> [YOUR OBJECTIVE]
Copy every record below exactly as written, but leave out the pictures.

(Region pointing data)
————————

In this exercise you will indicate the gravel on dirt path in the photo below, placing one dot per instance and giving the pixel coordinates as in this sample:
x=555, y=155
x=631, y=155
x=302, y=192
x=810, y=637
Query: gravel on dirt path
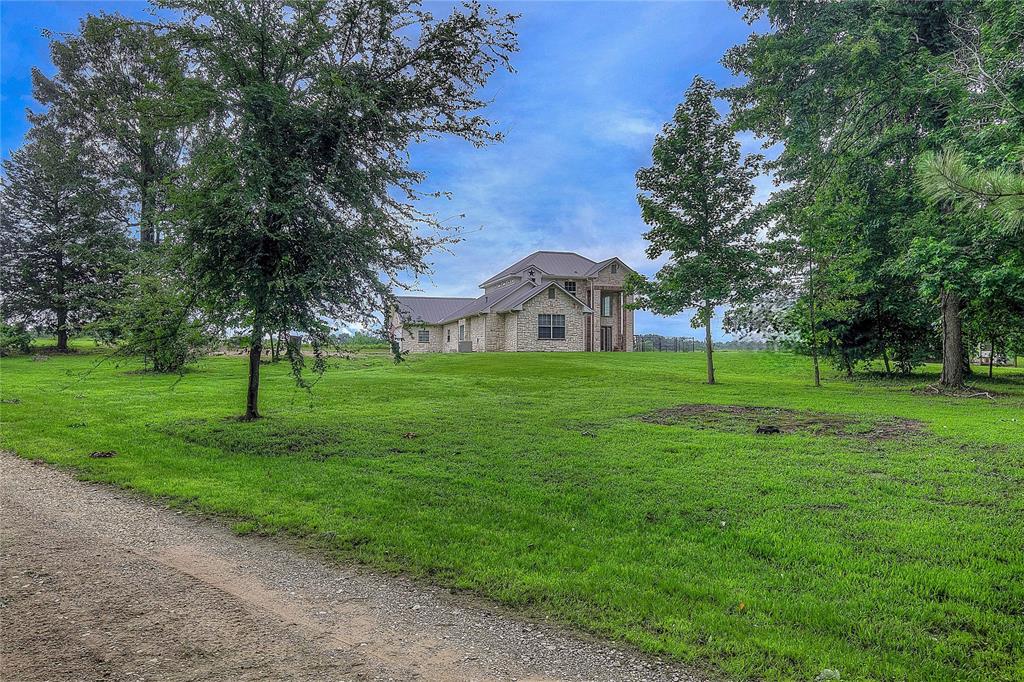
x=98, y=584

————————

> [RESPONSE AREA]
In this exercise you will indicate the gravel on dirt path in the photo below, placing one dot per instance and giving the pixel coordinates as in this sample:
x=555, y=155
x=631, y=155
x=302, y=192
x=810, y=637
Query: gravel on dirt path
x=98, y=584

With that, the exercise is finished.